Records
····················

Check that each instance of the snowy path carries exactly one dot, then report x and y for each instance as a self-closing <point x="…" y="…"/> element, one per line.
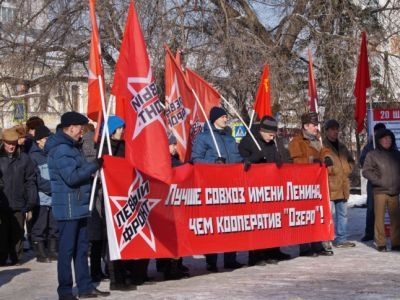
<point x="357" y="273"/>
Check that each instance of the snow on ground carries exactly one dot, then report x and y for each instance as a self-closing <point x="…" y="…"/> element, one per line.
<point x="357" y="200"/>
<point x="355" y="273"/>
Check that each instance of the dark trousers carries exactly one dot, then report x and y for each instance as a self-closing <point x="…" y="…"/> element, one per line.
<point x="73" y="246"/>
<point x="11" y="235"/>
<point x="44" y="226"/>
<point x="370" y="216"/>
<point x="229" y="257"/>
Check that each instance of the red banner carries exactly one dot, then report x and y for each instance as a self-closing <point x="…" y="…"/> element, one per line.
<point x="214" y="208"/>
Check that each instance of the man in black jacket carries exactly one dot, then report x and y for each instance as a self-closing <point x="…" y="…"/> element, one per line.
<point x="18" y="194"/>
<point x="270" y="152"/>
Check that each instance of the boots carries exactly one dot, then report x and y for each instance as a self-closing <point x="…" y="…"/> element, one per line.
<point x="40" y="252"/>
<point x="53" y="251"/>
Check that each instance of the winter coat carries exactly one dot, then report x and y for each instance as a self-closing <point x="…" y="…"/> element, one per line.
<point x="70" y="176"/>
<point x="302" y="151"/>
<point x="88" y="147"/>
<point x="382" y="169"/>
<point x="18" y="190"/>
<point x="271" y="152"/>
<point x="39" y="158"/>
<point x="204" y="150"/>
<point x="96" y="222"/>
<point x="343" y="164"/>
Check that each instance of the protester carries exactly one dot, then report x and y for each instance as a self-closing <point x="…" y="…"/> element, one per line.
<point x="370" y="217"/>
<point x="31" y="124"/>
<point x="306" y="147"/>
<point x="205" y="151"/>
<point x="339" y="183"/>
<point x="172" y="268"/>
<point x="18" y="196"/>
<point x="70" y="176"/>
<point x="382" y="169"/>
<point x="44" y="227"/>
<point x="271" y="152"/>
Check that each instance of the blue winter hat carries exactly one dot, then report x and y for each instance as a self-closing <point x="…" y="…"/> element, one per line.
<point x="114" y="122"/>
<point x="216" y="113"/>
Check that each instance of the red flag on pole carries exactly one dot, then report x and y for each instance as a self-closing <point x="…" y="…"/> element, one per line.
<point x="181" y="108"/>
<point x="134" y="86"/>
<point x="362" y="83"/>
<point x="312" y="87"/>
<point x="208" y="96"/>
<point x="262" y="104"/>
<point x="94" y="106"/>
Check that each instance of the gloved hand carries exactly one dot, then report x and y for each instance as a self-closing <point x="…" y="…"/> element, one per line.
<point x="220" y="160"/>
<point x="246" y="165"/>
<point x="29" y="216"/>
<point x="317" y="161"/>
<point x="99" y="162"/>
<point x="328" y="161"/>
<point x="278" y="162"/>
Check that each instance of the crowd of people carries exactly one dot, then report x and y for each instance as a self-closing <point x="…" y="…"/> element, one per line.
<point x="46" y="179"/>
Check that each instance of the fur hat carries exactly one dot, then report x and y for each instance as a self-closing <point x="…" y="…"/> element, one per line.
<point x="309" y="118"/>
<point x="41" y="132"/>
<point x="268" y="124"/>
<point x="332" y="123"/>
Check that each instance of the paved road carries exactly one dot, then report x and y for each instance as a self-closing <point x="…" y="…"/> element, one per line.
<point x="357" y="273"/>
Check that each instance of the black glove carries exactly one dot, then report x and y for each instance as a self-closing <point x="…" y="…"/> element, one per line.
<point x="317" y="161"/>
<point x="220" y="160"/>
<point x="99" y="162"/>
<point x="246" y="165"/>
<point x="328" y="161"/>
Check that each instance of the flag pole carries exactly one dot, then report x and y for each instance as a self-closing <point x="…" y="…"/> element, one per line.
<point x="252" y="118"/>
<point x="105" y="130"/>
<point x="241" y="120"/>
<point x="207" y="121"/>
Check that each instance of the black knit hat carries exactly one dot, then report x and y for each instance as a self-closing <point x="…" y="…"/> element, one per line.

····················

Copy all of the entries above line for line, leaving out the pictures.

CORRECT ANSWER >>
Check that each instance of the snowy path carries exactly one dot, then report x and y for each instance as a self-closing <point x="…" y="…"/> element, one per line.
<point x="357" y="273"/>
Check that each instance of the snow on ground carries exactly one dot, then report x and y for each instance as a self-closing <point x="…" y="…"/> element, one per line.
<point x="357" y="200"/>
<point x="355" y="273"/>
Check that each instance of the dark trousers carries exactly one dot, then report x and y for each instance as a self-closing <point x="…" y="…"/> element, one per line.
<point x="73" y="246"/>
<point x="11" y="235"/>
<point x="44" y="226"/>
<point x="370" y="216"/>
<point x="229" y="257"/>
Check that each instance of the red banner carries exactly one dot, then report x and y for each instance as a self-closing <point x="…" y="…"/> element, one per line.
<point x="214" y="208"/>
Check that each instance of the man in black jacket carries exactly one dot, then report x and y for each instance as a self-closing <point x="…" y="…"/> element, one per line.
<point x="18" y="194"/>
<point x="270" y="152"/>
Check that each instance of the boots carries exactly one dot, then report x and y for each instance as a self-closing <point x="…" y="…"/> element, one per line.
<point x="40" y="252"/>
<point x="53" y="251"/>
Check that each instance of the winter coat carries exactly one dot, then report x and y for each instance as a self-closing <point x="…" y="…"/> element, one per line.
<point x="70" y="176"/>
<point x="302" y="151"/>
<point x="88" y="147"/>
<point x="382" y="169"/>
<point x="18" y="190"/>
<point x="271" y="152"/>
<point x="39" y="158"/>
<point x="204" y="150"/>
<point x="96" y="222"/>
<point x="343" y="164"/>
Check that each instance of the protester carries exactly one dot, then report x and y for each instance as a self-closing <point x="…" y="…"/> element, one per line.
<point x="370" y="217"/>
<point x="31" y="124"/>
<point x="306" y="147"/>
<point x="205" y="151"/>
<point x="339" y="183"/>
<point x="172" y="268"/>
<point x="18" y="196"/>
<point x="70" y="176"/>
<point x="382" y="169"/>
<point x="44" y="227"/>
<point x="271" y="152"/>
Check that each instance of the blue winter hat carries exactly one dot, then report x and y for each instance as a self-closing <point x="…" y="…"/> element, one per line.
<point x="114" y="122"/>
<point x="216" y="113"/>
Check that each instance of the red flag on pole carries exactly one dot, then report x and y for each instance as a self-closing <point x="…" y="…"/> element, one per line.
<point x="181" y="108"/>
<point x="134" y="86"/>
<point x="362" y="83"/>
<point x="312" y="87"/>
<point x="208" y="96"/>
<point x="262" y="104"/>
<point x="94" y="106"/>
Check that each instance of the gloved hand carries exactly one dot, then report x and y for each instance as a self-closing <point x="…" y="…"/> element, one per line.
<point x="220" y="160"/>
<point x="246" y="165"/>
<point x="29" y="216"/>
<point x="317" y="161"/>
<point x="99" y="162"/>
<point x="328" y="161"/>
<point x="278" y="162"/>
Check that each instance of the crowd of people carries exactly one dot, then report x and y for each instance as a self-closing <point x="…" y="…"/> element, one per line.
<point x="46" y="179"/>
Check that each instance of the fur hat carries exactly one dot, then report x and y for each instance as a self-closing <point x="…" y="…"/> element, one per line.
<point x="309" y="118"/>
<point x="41" y="132"/>
<point x="268" y="124"/>
<point x="332" y="123"/>
Check that each instance of the paved road carries exactly one dot, then report x and y for each instance as a self-closing <point x="…" y="…"/> element, one per line.
<point x="357" y="273"/>
Check that each instance of the black glove carries exactly one dot, then report x and y for each instance as a self-closing <point x="…" y="…"/> element, one per line.
<point x="317" y="161"/>
<point x="220" y="160"/>
<point x="99" y="162"/>
<point x="246" y="165"/>
<point x="328" y="161"/>
Check that each instance of the flag pole carries exactly one dot, then report x and y for each instance as a self-closing <point x="…" y="…"/> element, one per line.
<point x="252" y="118"/>
<point x="105" y="130"/>
<point x="241" y="120"/>
<point x="207" y="121"/>
Check that each instance of the black knit hat carries exactly one dot, then report x and y for each instance as a self-closing <point x="…" y="…"/> element, one per line.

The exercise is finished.